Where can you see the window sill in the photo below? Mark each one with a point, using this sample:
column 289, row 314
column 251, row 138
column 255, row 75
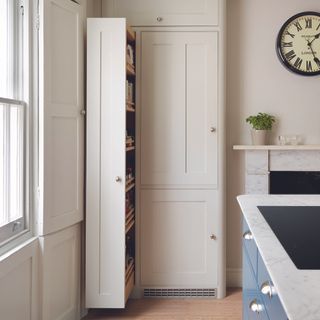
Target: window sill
column 16, row 246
· · ·
● **PROBLEM DESCRIPTION**: Repeat every record above exactly, except the pictures.

● **REPLY**:
Where can you see the window sill in the photo below? Mark each one with a point, using this sample:
column 289, row 314
column 251, row 138
column 255, row 75
Target: window sill
column 16, row 246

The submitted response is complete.